-- INFORMATION GIVEN follows --
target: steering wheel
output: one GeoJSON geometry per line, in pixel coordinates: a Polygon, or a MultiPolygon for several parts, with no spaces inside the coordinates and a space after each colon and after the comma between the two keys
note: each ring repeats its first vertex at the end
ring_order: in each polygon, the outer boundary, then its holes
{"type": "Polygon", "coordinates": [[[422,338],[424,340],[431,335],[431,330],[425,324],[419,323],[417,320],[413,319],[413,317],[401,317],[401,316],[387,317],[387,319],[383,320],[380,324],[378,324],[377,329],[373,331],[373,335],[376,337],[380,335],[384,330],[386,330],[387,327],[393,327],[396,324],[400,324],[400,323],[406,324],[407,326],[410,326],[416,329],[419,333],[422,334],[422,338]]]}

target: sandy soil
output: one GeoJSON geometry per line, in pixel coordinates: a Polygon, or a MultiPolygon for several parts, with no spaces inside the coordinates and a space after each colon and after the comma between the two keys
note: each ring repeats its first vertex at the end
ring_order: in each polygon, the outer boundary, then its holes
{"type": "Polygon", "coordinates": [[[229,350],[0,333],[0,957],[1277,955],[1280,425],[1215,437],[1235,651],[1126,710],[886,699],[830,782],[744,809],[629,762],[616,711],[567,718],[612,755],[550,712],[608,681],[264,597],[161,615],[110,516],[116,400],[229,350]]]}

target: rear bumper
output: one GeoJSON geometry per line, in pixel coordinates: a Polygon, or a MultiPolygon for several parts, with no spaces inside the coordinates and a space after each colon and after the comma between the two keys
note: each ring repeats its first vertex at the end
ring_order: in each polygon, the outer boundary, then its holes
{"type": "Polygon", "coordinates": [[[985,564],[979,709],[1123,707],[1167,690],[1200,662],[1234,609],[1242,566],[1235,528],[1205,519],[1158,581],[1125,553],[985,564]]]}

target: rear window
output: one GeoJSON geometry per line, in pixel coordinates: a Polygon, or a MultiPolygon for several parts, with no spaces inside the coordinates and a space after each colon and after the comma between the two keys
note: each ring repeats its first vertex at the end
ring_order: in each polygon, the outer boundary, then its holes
-- INFORMATION GIVEN concluded --
• **WORK INSTRUCTION**
Reproduce every record, matching each line exactly.

• **RESULT OF THIS TASK**
target: steering wheel
output: one GeoJSON geometry per line, in pixel coordinates: a Polygon, or a MultiPolygon for several parts, with no spaces inside the coordinates and a space after each colon and after the comma between the two keys
note: each ring repeats its first vertex at the end
ring_order: in each polygon, the outer boundary, then its holes
{"type": "Polygon", "coordinates": [[[422,338],[424,340],[431,335],[431,330],[425,324],[419,323],[417,320],[413,319],[413,317],[401,317],[401,316],[387,317],[387,319],[383,320],[380,324],[378,324],[377,329],[373,331],[373,335],[376,337],[380,335],[384,330],[386,330],[387,327],[393,327],[396,324],[400,324],[400,323],[406,324],[407,326],[410,326],[416,329],[419,333],[422,334],[422,338]]]}

target: sandy soil
output: one GeoJSON geometry per line, in pixel coordinates: a Polygon, or a MultiPolygon for several parts, with no spaces inside the coordinates and a space after each colon and after the comma between the two keys
note: each ring repeats its first vertex at the end
ring_order: in each polygon, the outer boundary, then its holes
{"type": "Polygon", "coordinates": [[[229,350],[0,333],[0,957],[1277,955],[1280,425],[1215,437],[1235,651],[1126,710],[886,699],[830,782],[744,809],[629,762],[616,711],[567,718],[612,755],[550,712],[608,681],[264,597],[161,615],[110,516],[116,400],[229,350]]]}

target: rear bumper
output: one GeoJSON geometry per line, in pixel coordinates: a Polygon, or a MultiPolygon for several parts, with no spaces inside the coordinates and a space after each colon and after the comma between the two keys
note: each ring repeats its first vertex at the end
ring_order: in each polygon, the outer boundary, then its holes
{"type": "Polygon", "coordinates": [[[985,564],[979,709],[1123,707],[1167,690],[1200,662],[1234,609],[1242,566],[1235,528],[1205,519],[1158,581],[1125,553],[985,564]]]}

target: rear window
output: one GeoJSON geometry per line, in pixel coordinates: a Polygon, or a MultiPolygon for several parts, with no spaces inside the coordinates and a space after each colon and after the comma between the two keys
note: each ring repeats its first vertex at the end
ring_order: in each polygon, the outer boundary, then its holes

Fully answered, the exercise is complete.